§ **AIM OF THE TASK**
Filter these entries, keeping only lines that hold the word "bracelet".

INPUT Start Marker

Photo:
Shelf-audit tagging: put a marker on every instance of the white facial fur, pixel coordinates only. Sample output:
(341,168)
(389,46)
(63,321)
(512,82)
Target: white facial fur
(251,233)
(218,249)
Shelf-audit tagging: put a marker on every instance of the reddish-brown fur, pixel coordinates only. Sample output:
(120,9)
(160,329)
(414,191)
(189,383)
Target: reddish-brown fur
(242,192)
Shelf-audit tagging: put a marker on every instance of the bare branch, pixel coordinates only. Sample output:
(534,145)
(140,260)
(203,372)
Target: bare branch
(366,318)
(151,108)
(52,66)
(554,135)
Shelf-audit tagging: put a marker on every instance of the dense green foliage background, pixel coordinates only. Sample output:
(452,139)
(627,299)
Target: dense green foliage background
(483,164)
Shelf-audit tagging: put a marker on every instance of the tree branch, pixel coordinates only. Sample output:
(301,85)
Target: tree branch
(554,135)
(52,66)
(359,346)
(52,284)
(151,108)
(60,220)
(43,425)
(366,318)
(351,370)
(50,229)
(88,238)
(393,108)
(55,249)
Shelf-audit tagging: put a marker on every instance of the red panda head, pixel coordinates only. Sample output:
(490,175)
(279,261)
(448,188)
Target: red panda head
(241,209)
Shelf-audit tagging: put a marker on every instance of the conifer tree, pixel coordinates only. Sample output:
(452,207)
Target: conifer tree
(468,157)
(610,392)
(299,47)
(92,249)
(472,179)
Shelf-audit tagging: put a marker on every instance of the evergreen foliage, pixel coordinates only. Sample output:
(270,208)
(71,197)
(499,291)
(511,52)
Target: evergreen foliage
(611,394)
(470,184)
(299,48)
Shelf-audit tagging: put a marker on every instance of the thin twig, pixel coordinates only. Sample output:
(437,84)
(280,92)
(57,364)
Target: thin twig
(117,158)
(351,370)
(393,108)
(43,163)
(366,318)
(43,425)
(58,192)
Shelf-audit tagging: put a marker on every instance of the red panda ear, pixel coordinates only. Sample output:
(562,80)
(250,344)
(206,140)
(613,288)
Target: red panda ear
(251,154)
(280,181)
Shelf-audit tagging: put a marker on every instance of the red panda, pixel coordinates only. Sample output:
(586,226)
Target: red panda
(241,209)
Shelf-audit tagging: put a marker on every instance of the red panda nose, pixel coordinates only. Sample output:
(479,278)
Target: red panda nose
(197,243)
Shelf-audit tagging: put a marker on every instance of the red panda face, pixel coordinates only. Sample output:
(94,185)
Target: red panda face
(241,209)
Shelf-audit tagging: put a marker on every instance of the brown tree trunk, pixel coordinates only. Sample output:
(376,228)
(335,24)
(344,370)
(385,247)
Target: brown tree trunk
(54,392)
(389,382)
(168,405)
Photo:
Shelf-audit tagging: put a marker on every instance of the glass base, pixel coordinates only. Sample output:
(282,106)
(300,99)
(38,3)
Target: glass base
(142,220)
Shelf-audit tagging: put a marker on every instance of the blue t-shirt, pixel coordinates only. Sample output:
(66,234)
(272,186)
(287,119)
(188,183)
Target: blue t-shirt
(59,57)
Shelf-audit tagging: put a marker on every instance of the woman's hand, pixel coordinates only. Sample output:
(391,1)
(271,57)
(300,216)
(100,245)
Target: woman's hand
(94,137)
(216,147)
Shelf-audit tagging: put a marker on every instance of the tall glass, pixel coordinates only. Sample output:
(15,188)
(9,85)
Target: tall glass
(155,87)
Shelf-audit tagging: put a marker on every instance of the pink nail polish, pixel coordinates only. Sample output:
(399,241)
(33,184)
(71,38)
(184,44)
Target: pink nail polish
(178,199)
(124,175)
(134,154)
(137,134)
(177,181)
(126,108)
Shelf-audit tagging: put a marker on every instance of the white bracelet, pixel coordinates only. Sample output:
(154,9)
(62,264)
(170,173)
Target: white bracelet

INPUT End Marker

§ **TASK ANSWER**
Shelf-audit tagging: put a marker on every instance of the white bracelet, pixel coordinates only. Sample output:
Target: white bracelet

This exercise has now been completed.